## [Stated task]
Return every line of the entries below that contains the word "brick", copying each line in full.

* Start *

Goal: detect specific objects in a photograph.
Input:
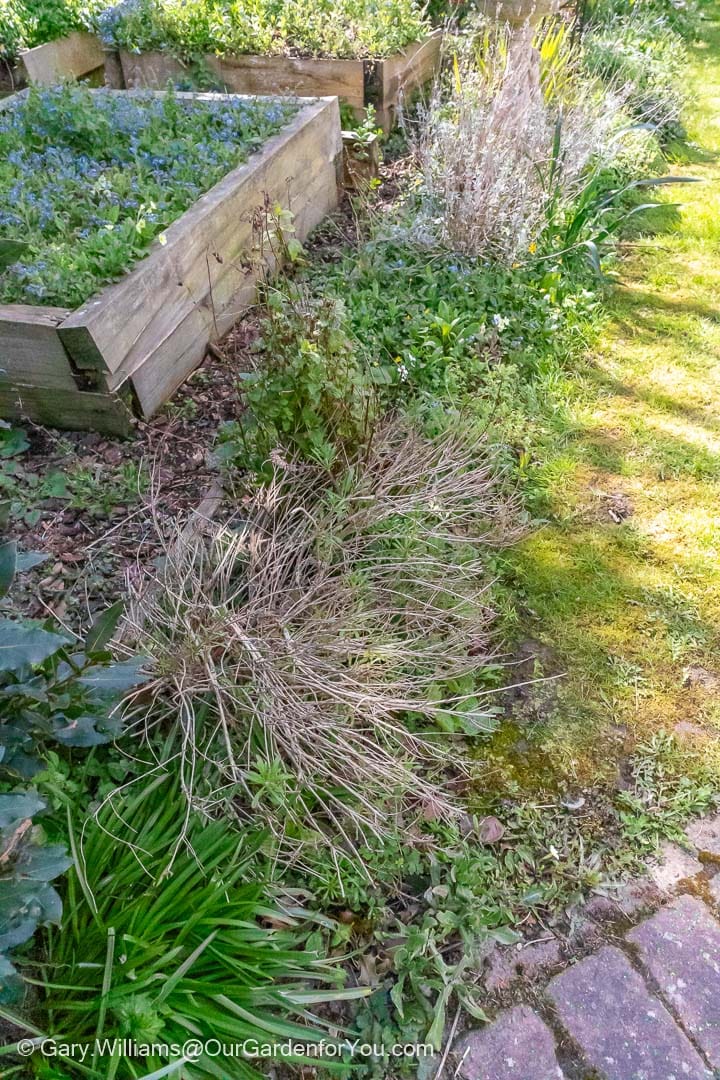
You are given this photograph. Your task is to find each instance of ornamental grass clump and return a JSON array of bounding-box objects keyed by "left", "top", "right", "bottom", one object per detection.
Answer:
[
  {"left": 415, "top": 29, "right": 625, "bottom": 266},
  {"left": 583, "top": 11, "right": 688, "bottom": 138},
  {"left": 125, "top": 422, "right": 516, "bottom": 846},
  {"left": 15, "top": 770, "right": 365, "bottom": 1080}
]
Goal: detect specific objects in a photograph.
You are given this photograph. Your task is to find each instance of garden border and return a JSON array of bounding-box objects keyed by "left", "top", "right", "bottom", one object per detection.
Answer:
[
  {"left": 120, "top": 30, "right": 443, "bottom": 132},
  {"left": 17, "top": 30, "right": 105, "bottom": 86},
  {"left": 0, "top": 91, "right": 342, "bottom": 434}
]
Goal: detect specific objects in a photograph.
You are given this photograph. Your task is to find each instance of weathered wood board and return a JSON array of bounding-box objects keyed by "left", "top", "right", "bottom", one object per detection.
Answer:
[
  {"left": 120, "top": 30, "right": 443, "bottom": 132},
  {"left": 18, "top": 30, "right": 105, "bottom": 86},
  {"left": 0, "top": 94, "right": 342, "bottom": 431}
]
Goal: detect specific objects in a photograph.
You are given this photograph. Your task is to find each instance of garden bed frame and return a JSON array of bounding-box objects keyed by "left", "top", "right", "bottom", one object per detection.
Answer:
[
  {"left": 0, "top": 88, "right": 342, "bottom": 434},
  {"left": 17, "top": 30, "right": 105, "bottom": 86},
  {"left": 120, "top": 30, "right": 443, "bottom": 133}
]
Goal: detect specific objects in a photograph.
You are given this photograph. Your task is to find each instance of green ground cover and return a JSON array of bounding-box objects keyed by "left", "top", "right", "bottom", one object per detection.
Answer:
[
  {"left": 0, "top": 5, "right": 720, "bottom": 1078},
  {"left": 0, "top": 85, "right": 297, "bottom": 308},
  {"left": 103, "top": 0, "right": 430, "bottom": 59}
]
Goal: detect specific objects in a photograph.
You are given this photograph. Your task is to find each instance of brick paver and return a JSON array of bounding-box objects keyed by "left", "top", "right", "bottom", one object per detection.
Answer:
[
  {"left": 547, "top": 946, "right": 711, "bottom": 1080},
  {"left": 627, "top": 896, "right": 720, "bottom": 1068},
  {"left": 457, "top": 1005, "right": 565, "bottom": 1080},
  {"left": 685, "top": 814, "right": 720, "bottom": 858},
  {"left": 650, "top": 841, "right": 703, "bottom": 892}
]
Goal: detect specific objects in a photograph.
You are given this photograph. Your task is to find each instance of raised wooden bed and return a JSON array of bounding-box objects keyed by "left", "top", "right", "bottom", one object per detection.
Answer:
[
  {"left": 0, "top": 30, "right": 117, "bottom": 95},
  {"left": 0, "top": 94, "right": 342, "bottom": 434},
  {"left": 18, "top": 30, "right": 105, "bottom": 86},
  {"left": 120, "top": 30, "right": 443, "bottom": 132}
]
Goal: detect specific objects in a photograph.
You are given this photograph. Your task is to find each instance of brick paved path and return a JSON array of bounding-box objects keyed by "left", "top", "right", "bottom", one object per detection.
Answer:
[{"left": 459, "top": 814, "right": 720, "bottom": 1080}]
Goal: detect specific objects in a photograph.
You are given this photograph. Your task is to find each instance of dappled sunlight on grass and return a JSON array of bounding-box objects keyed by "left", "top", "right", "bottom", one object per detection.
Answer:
[{"left": 498, "top": 12, "right": 720, "bottom": 789}]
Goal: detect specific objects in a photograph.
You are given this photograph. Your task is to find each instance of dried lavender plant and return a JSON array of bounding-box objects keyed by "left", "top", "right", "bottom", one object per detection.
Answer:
[
  {"left": 124, "top": 423, "right": 516, "bottom": 845},
  {"left": 413, "top": 27, "right": 627, "bottom": 264}
]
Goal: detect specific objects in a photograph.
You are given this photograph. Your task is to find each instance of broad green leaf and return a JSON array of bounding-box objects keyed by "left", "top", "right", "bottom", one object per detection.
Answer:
[
  {"left": 85, "top": 600, "right": 125, "bottom": 652},
  {"left": 78, "top": 657, "right": 150, "bottom": 694},
  {"left": 0, "top": 619, "right": 70, "bottom": 672},
  {"left": 0, "top": 792, "right": 45, "bottom": 828},
  {"left": 0, "top": 427, "right": 30, "bottom": 458},
  {"left": 0, "top": 540, "right": 17, "bottom": 597},
  {"left": 53, "top": 716, "right": 109, "bottom": 746}
]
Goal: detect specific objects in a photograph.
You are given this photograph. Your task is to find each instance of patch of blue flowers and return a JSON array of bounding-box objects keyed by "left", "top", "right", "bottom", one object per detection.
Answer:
[{"left": 0, "top": 85, "right": 297, "bottom": 308}]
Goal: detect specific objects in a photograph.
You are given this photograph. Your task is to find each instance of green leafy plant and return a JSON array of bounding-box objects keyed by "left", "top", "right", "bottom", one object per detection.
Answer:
[
  {"left": 0, "top": 84, "right": 297, "bottom": 308},
  {"left": 0, "top": 531, "right": 145, "bottom": 1000},
  {"left": 8, "top": 772, "right": 366, "bottom": 1080},
  {"left": 0, "top": 786, "right": 71, "bottom": 1003},
  {"left": 217, "top": 287, "right": 377, "bottom": 470},
  {"left": 103, "top": 0, "right": 430, "bottom": 58}
]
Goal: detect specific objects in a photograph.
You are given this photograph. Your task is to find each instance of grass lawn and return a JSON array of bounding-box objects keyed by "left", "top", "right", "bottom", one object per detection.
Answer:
[{"left": 492, "top": 4, "right": 720, "bottom": 807}]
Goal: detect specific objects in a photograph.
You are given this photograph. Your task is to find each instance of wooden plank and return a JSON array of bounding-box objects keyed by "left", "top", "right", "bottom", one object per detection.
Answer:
[
  {"left": 207, "top": 56, "right": 365, "bottom": 109},
  {"left": 0, "top": 378, "right": 132, "bottom": 435},
  {"left": 0, "top": 303, "right": 77, "bottom": 390},
  {"left": 120, "top": 49, "right": 189, "bottom": 90},
  {"left": 105, "top": 49, "right": 125, "bottom": 90},
  {"left": 373, "top": 30, "right": 443, "bottom": 132},
  {"left": 19, "top": 30, "right": 105, "bottom": 86},
  {"left": 59, "top": 95, "right": 341, "bottom": 416}
]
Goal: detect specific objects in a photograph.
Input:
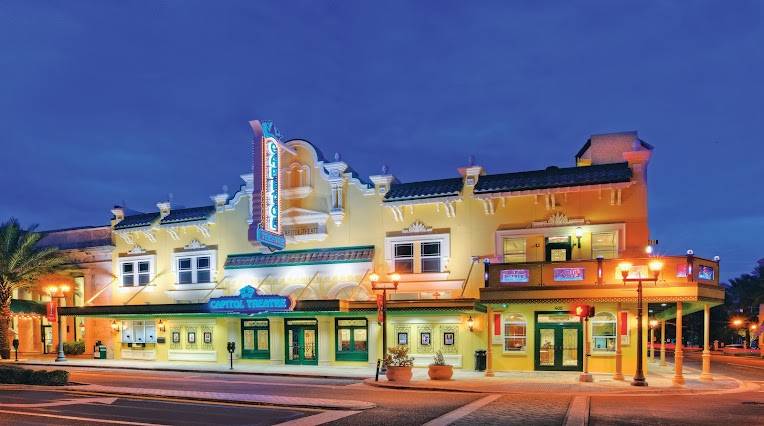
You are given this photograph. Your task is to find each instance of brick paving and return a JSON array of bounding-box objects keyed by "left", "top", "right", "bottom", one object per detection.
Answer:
[{"left": 452, "top": 395, "right": 571, "bottom": 426}]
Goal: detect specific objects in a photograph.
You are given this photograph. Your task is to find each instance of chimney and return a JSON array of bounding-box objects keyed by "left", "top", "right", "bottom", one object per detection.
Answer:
[{"left": 157, "top": 201, "right": 170, "bottom": 219}]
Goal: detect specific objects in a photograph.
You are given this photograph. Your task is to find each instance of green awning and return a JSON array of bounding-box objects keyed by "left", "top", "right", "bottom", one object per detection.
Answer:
[{"left": 11, "top": 299, "right": 46, "bottom": 315}]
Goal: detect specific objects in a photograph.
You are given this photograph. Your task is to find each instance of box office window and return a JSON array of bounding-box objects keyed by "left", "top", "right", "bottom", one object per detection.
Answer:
[
  {"left": 241, "top": 319, "right": 270, "bottom": 359},
  {"left": 335, "top": 318, "right": 369, "bottom": 361},
  {"left": 591, "top": 312, "right": 616, "bottom": 352},
  {"left": 394, "top": 243, "right": 414, "bottom": 274},
  {"left": 504, "top": 238, "right": 526, "bottom": 263}
]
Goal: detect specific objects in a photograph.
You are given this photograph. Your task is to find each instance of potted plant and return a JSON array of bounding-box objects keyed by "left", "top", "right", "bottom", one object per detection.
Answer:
[
  {"left": 384, "top": 346, "right": 414, "bottom": 382},
  {"left": 427, "top": 351, "right": 454, "bottom": 380}
]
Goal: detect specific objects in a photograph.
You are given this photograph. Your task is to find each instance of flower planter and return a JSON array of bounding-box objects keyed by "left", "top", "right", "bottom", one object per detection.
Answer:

* End *

## [Output]
You are given this photograph. Your task is to find each instance of brick paver and return a JSON array of bounding-box objects keyed by "left", "top", "right", "bottom", one object per detection.
You are given this photograph. Your task is to find each instance of brick paved path and return a JSON array of bounding-box objects keyed by "left", "top", "right", "bottom", one object per detection.
You are given this photograph. Your task is to find each instance of brick paving and return a JSON array of bounding-box objects keyed by "left", "top", "right", "bottom", one object per detection.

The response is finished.